* **Instructions to follow**
Return, from the listing below, each line where the word "stem" appears.

* **Records provided**
--------------------

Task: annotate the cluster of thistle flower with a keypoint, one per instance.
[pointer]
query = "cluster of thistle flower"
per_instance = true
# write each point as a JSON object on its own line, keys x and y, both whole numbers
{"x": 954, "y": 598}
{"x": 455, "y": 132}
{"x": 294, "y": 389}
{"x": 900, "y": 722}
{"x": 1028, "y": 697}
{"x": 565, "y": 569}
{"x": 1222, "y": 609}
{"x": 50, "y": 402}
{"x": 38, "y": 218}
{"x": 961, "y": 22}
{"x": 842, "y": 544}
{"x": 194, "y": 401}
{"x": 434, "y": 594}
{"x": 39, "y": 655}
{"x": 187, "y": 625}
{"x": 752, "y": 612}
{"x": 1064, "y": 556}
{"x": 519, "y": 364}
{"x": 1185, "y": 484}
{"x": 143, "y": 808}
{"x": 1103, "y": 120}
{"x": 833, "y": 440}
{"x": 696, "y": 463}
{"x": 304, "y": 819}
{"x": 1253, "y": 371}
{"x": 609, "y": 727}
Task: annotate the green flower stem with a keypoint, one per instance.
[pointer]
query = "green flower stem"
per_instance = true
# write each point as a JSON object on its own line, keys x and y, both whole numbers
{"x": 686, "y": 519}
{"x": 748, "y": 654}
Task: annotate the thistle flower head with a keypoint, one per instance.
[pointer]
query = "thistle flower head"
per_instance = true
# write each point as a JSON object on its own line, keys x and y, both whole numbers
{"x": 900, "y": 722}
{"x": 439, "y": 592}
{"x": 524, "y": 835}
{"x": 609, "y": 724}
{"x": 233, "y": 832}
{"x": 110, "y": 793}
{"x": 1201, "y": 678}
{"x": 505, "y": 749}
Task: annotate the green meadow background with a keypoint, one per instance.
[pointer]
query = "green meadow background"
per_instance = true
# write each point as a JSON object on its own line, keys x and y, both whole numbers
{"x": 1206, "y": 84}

--------------------

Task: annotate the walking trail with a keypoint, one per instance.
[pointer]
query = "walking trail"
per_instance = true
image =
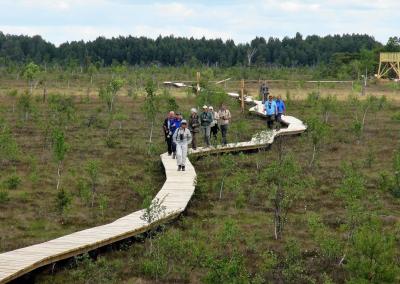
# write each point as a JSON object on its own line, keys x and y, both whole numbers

--------------------

* **Output of the exercise**
Task: annotate the green flower stem with a keypoint, one per instance.
query = "green flower stem"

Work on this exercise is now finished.